EXTRACTED RECORDS

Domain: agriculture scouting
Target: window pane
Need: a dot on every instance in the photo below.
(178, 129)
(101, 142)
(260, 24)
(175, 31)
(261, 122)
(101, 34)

TASK DESCRIPTION
Repeat all the material above, matching every character.

EXERCISE RESULT
Domain: agriculture scouting
Target: window pane
Need: a dot on every instance in the photo below.
(178, 129)
(101, 142)
(260, 24)
(175, 31)
(261, 122)
(101, 34)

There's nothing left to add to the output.